== Segment start ==

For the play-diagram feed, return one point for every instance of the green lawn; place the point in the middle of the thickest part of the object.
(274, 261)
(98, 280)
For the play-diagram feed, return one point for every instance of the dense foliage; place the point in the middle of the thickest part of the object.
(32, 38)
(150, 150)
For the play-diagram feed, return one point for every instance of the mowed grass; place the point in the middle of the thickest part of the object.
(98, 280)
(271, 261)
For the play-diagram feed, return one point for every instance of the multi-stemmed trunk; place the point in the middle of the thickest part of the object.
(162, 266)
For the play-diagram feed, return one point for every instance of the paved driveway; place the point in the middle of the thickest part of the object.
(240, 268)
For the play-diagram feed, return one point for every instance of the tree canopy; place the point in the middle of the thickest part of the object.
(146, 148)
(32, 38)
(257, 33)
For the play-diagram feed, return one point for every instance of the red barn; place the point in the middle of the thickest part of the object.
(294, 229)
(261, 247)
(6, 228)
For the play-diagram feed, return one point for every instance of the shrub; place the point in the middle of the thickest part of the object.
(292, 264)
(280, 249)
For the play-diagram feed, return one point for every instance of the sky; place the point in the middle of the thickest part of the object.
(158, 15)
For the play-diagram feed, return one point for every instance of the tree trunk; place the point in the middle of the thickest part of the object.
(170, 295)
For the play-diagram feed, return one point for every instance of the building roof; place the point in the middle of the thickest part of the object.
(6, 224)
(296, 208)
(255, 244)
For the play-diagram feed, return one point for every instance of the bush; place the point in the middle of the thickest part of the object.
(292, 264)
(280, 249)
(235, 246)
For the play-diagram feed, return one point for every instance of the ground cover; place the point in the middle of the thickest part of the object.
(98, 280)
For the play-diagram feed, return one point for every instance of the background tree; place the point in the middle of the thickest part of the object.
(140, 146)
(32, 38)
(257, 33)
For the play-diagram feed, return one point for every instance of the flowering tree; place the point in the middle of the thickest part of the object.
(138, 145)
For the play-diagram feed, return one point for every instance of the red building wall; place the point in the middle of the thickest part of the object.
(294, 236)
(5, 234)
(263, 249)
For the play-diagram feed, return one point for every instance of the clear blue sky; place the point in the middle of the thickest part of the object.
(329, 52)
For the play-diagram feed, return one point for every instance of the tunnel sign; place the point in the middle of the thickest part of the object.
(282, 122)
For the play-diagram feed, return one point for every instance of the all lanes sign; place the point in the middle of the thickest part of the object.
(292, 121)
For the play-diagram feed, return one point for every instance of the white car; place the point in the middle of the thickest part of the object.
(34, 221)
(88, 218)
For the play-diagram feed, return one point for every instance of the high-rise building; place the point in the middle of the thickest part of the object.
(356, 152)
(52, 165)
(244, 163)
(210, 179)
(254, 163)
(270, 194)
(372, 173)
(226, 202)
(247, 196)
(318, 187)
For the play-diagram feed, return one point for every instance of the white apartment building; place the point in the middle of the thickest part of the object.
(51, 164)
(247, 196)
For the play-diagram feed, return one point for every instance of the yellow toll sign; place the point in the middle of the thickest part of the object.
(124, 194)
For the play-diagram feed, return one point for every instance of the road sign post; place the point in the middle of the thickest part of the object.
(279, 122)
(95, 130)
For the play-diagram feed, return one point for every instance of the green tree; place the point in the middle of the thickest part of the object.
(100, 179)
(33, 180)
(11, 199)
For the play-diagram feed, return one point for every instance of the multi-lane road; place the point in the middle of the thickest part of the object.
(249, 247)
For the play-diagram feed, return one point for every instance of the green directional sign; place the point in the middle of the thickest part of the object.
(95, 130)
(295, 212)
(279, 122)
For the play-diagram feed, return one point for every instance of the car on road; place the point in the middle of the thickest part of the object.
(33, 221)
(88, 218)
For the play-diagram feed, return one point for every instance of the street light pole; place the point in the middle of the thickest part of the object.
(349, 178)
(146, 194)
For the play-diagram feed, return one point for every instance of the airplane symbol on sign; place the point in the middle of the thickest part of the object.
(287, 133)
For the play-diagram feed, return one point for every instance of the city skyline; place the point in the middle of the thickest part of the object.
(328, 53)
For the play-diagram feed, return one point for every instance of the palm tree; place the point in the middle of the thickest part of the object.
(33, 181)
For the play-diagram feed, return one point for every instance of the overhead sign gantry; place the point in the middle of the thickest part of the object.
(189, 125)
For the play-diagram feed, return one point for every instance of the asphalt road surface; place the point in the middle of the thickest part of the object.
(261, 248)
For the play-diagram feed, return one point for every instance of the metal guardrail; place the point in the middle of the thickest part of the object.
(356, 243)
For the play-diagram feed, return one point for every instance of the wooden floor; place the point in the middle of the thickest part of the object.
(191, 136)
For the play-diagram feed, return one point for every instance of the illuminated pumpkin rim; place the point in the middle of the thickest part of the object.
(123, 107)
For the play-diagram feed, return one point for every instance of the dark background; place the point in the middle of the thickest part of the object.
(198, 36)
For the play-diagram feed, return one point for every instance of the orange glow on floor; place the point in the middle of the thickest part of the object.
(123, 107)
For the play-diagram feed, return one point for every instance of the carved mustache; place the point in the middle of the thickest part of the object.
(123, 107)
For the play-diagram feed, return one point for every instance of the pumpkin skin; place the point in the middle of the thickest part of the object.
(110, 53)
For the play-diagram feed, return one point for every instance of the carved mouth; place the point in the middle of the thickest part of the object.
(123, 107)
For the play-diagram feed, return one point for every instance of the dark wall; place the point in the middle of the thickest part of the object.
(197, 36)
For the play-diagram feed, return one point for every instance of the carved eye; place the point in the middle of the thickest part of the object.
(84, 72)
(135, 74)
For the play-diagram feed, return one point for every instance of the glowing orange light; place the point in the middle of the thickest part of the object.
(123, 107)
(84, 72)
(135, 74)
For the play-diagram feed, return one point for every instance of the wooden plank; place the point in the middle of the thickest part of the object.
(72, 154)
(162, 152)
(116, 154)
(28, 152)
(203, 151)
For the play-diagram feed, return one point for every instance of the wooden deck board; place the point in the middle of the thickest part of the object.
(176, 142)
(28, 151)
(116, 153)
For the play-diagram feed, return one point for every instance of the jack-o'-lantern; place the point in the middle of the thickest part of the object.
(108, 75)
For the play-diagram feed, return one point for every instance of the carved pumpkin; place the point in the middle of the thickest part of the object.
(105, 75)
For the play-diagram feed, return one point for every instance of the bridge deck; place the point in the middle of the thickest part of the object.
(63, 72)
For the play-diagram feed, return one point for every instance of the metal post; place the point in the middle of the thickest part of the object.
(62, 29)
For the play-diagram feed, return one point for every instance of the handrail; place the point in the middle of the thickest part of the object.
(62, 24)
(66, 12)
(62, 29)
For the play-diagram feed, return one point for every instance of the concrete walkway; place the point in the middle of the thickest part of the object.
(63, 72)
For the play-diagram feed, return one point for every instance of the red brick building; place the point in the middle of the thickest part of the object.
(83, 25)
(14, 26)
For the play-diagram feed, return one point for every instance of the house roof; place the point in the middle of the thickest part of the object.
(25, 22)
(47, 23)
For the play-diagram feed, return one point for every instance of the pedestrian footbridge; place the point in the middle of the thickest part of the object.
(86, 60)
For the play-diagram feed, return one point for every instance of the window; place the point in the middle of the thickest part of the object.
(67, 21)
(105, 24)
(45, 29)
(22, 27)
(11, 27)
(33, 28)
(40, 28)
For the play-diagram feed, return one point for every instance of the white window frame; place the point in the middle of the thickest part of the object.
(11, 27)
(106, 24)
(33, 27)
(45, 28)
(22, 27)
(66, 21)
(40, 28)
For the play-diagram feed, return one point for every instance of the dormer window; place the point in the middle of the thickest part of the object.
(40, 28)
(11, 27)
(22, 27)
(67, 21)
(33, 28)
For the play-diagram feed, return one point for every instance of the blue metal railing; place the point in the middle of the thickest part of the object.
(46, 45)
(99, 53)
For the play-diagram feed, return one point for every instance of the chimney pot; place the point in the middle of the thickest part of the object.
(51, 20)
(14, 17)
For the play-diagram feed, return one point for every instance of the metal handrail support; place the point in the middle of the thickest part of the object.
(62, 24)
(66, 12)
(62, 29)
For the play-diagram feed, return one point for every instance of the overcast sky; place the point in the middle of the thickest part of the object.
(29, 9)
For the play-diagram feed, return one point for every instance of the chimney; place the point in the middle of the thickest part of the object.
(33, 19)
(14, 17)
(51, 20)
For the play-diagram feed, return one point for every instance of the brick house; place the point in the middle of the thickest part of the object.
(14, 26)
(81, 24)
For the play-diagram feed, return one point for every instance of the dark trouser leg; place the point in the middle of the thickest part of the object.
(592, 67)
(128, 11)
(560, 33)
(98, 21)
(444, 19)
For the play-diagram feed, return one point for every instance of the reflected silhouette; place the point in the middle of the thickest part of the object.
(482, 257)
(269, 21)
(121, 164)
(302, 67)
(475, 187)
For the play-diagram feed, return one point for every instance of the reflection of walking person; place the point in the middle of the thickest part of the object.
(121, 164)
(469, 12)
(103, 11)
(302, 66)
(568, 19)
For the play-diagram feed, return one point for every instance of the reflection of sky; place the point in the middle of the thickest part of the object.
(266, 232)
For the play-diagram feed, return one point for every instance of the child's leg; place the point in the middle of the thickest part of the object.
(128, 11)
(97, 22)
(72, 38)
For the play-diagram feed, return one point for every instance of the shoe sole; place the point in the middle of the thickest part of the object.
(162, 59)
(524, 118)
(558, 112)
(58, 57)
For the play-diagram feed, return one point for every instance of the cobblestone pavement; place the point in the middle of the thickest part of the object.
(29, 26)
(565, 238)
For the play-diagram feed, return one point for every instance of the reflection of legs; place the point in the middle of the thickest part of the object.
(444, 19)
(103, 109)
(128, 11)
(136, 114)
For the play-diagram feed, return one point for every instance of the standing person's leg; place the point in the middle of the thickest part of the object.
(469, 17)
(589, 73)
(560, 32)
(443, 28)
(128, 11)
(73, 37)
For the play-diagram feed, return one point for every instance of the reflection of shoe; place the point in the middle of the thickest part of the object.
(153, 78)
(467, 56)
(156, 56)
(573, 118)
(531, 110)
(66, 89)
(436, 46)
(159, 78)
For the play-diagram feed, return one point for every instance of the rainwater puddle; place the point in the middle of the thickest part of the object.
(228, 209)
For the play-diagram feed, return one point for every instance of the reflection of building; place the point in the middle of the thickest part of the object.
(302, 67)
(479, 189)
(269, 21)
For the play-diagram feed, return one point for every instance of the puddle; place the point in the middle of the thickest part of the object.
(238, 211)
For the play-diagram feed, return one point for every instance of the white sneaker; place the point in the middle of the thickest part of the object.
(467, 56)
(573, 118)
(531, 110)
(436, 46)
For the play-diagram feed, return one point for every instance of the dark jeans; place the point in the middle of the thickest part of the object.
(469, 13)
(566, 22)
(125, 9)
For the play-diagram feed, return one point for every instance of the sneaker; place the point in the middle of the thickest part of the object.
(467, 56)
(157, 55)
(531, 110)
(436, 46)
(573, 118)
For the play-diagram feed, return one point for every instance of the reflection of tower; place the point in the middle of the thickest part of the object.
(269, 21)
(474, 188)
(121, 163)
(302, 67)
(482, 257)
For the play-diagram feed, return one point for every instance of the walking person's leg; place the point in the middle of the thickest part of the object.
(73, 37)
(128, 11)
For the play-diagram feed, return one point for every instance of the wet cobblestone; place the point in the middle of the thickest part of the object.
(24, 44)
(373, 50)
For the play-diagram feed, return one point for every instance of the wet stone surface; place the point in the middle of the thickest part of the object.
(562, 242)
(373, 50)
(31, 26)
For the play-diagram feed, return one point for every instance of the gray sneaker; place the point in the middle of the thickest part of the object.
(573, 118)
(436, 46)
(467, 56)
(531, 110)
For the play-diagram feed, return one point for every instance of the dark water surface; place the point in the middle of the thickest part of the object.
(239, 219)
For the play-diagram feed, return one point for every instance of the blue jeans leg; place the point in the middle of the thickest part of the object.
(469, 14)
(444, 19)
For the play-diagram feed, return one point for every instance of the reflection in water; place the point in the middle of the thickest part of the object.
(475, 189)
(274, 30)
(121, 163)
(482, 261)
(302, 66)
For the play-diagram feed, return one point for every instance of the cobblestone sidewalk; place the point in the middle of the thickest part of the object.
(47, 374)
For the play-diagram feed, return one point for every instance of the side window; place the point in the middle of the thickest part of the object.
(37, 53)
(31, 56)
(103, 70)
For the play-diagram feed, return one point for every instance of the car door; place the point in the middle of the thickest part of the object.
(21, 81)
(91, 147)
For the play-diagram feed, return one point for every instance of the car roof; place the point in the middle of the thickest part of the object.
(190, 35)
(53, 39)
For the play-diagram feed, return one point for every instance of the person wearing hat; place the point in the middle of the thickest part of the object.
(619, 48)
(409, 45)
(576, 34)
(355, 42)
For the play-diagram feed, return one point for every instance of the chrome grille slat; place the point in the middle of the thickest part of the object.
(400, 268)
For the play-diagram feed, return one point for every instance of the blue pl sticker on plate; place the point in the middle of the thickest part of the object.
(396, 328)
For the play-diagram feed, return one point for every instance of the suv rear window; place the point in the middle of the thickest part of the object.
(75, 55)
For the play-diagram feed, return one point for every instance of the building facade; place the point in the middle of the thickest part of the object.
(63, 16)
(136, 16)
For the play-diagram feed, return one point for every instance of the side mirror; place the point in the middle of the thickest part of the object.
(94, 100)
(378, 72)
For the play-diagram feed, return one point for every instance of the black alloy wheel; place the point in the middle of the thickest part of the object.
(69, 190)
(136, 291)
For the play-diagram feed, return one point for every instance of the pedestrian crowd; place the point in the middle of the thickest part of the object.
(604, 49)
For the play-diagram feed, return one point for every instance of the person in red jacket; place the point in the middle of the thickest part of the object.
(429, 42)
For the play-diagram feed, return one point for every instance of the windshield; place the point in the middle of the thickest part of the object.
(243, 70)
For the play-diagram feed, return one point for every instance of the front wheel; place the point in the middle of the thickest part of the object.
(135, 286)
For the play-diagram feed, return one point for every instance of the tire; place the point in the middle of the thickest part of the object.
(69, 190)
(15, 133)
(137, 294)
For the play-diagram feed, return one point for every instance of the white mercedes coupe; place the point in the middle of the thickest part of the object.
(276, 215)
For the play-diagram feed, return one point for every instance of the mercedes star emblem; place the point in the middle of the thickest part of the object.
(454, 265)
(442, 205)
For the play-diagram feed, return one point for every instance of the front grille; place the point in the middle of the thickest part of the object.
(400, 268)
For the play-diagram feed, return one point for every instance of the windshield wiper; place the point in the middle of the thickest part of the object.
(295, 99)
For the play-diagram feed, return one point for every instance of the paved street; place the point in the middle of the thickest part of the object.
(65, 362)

== Segment end ==

In the answer, please give only the lines from the line containing "of the mercedes" through the final line of the data, copied exactly.

For the play-diagram feed, return one point for every instance of the mercedes star emblem; place the point in the middle of the thickest part of the object.
(454, 265)
(442, 205)
For the play-diagram feed, return one point for every instance of the front grille; place the point in the middle of the thickest part of the object.
(400, 268)
For the play-diagram feed, return one point for every instance of the windshield wiper; place the point in the middle of the thickest part of the object.
(295, 99)
For the play-diagram feed, return one point for every instance of the paved street; place the point in the middle of the thickest part of the object.
(65, 362)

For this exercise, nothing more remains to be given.